680 atletas, 500 americanos...
Outra vez os Jogos a arrastarem-se no tempo. De 1 de Julho a 23 de Novembro. Atletas 680, seis senhoras apenas no tiro com arco. Americanos eram 500, 50 canadianos o reflexo do preço da viagem. Modalidades? Atletismo, natação, pugilismo, ciclismo, halterofilismo, luta livre, esgrima, remo, tiro com arco, ginástica, ténis, basquetebol, futebol. Para além dessas, Lacrosse, jogo com bola parecido com o hóquei, que teve apenas duas equipas à compita: Canadá e Estados Unidos, assim classificados.
As 6 medalhas de ANTON Heida
Coubertin devia andar então com a cabeça à razão de juros. No temor de sentir a obra a resvalar para ínvios caminhos. Tal como em Paris, misturaram-se no programa olímpico provas para amadores e para profissionais. E continuou a não haver medalhas ou melhor, os três primeiros tinham direito a taças, umas maiores do que outras, mas só ao campeão cabia o privilégio de ir à tribuna recebê-la. Assim, o mais taçado foi o ginasta americano Anton Heida, que ganhou o equivalente a cinco medalhas de ouro e uma de prata. Quatro de ouro couberam ao ciclista Marcus Hurley. George Eyser, também na ginástica, três de ouro, duas de prata e uma de bronze. No atletismo James Lightbody venceu os 800, os 1500 metros e os 3000 metros obstáculos e alcançou uma medalha de prata no corta-mato. Verdadeiramente desconcertante a prova do lançamento de peso de... 25,4 quilos (!), ganha pelo canadiano Etienne Desmarteau, com 10,465 metros.

_Objetivo indicado A_
Dispõe as entradas de marcação de limites num CSV de duas colunas, texto e resposta, com uma linha para cada segmento a marcar. Cada campo vai entre aspas, as quebras de linha passam a espaços e as imagens ficam fora da resposta.
O excerto e as entradas não têm qualquer relação entre si.

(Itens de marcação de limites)

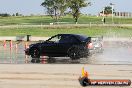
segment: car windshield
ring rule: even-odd
[[[88,37],[87,37],[87,36],[84,36],[84,35],[77,35],[77,38],[78,38],[80,41],[85,41]]]

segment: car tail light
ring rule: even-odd
[[[87,47],[88,47],[89,49],[93,48],[93,43],[88,43]]]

_Objetivo indicado B_
Transforma em lista o parágrafo do excerto sobre os Jogos que começa por "Outra vez os Jogos" e mantém os factos principais.

_Resposta completa A_
texto,resposta
"segment: car windshield ring rule: even-odd","[[[88,37],[87,37],[87,36],[84,36],[84,35],[77,35],[77,38],[78,38],[80,41],[85,41]]]"
"segment: car tail light ring rule: even-odd","[[[87,47],[88,47],[89,49],[93,48],[93,43],[88,43]]]"

_Resposta completa B_
- Os Jogos voltaram a arrastar-se no tempo: decorreram de 1 de Julho a 23 de Novembro.
- Participaram 680 atletas. Havia apenas seis senhoras, no tiro com arco.
- Eram 500 americanos e 50 canadianos, o que refletia o preço da viagem.
- Modalidades: atletismo, natação, pugilismo, ciclismo, halterofilismo, luta livre, esgrima, remo, tiro com arco, ginástica, ténis, basquetebol e futebol.
- Houve ainda lacrosse, um jogo com bola parecido com o hóquei. Só duas equipas o disputaram, Canadá e Estados Unidos, classificadas por essa ordem.